**EXERCISE PROMPT**
Select every line in the rows below that contains the word "distant", and copy each one out in full. Case counts.

**GIVEN DATA**
*-*-*
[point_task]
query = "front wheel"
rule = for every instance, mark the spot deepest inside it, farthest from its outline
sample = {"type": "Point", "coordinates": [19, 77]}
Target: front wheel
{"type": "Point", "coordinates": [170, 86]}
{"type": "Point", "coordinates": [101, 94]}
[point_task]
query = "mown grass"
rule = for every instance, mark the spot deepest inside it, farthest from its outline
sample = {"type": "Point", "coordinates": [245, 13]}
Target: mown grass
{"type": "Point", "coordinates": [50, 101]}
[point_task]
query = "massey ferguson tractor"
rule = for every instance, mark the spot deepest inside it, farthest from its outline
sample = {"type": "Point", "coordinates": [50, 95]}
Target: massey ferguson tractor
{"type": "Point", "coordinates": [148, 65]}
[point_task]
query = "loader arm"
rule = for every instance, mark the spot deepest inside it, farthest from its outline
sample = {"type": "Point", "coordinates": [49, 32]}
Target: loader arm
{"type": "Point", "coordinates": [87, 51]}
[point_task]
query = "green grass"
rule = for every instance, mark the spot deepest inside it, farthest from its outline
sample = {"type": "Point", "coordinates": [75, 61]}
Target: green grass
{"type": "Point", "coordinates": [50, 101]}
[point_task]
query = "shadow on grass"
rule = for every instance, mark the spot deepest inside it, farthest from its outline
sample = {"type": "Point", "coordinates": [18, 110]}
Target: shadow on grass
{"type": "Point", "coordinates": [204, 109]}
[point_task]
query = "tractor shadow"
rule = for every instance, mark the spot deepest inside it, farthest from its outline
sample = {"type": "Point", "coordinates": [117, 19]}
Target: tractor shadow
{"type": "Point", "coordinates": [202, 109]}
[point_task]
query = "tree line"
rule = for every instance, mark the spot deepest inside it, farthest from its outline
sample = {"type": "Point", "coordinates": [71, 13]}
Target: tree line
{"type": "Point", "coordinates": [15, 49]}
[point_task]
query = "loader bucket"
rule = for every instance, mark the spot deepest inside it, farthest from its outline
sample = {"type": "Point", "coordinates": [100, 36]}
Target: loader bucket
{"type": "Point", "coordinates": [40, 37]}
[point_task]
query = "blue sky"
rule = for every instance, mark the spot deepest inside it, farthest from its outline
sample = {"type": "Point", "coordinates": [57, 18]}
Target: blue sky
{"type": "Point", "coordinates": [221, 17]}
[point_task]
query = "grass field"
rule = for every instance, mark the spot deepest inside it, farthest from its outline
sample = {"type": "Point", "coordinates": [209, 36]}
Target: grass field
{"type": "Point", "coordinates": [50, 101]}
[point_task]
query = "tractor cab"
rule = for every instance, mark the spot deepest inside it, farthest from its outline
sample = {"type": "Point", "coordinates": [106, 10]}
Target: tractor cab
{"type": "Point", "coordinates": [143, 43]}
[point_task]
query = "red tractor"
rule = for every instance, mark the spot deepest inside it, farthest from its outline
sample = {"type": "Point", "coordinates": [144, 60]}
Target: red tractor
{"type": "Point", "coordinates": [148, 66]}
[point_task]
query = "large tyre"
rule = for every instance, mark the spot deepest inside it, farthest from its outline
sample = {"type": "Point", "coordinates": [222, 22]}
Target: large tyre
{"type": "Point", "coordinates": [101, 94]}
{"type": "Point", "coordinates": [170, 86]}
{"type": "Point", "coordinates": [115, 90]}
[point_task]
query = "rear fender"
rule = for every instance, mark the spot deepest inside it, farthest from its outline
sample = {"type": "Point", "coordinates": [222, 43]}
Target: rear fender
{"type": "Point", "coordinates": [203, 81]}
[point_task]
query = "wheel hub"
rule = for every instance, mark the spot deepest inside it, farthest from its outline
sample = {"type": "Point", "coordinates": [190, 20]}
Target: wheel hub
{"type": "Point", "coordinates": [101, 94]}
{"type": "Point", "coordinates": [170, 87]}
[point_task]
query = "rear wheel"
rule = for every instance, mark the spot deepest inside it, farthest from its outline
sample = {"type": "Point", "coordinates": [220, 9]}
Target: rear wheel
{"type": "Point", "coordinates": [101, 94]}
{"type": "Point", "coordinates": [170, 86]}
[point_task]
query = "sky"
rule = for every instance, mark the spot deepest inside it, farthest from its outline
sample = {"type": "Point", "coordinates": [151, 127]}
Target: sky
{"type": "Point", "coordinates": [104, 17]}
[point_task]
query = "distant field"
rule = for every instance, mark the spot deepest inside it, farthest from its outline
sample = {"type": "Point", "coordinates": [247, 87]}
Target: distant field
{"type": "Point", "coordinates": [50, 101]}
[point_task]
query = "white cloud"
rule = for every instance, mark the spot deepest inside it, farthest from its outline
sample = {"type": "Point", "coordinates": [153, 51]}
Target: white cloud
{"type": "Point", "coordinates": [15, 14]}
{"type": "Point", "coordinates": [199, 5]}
*-*-*
**FULL SOLUTION**
query = "distant field"
Target: distant field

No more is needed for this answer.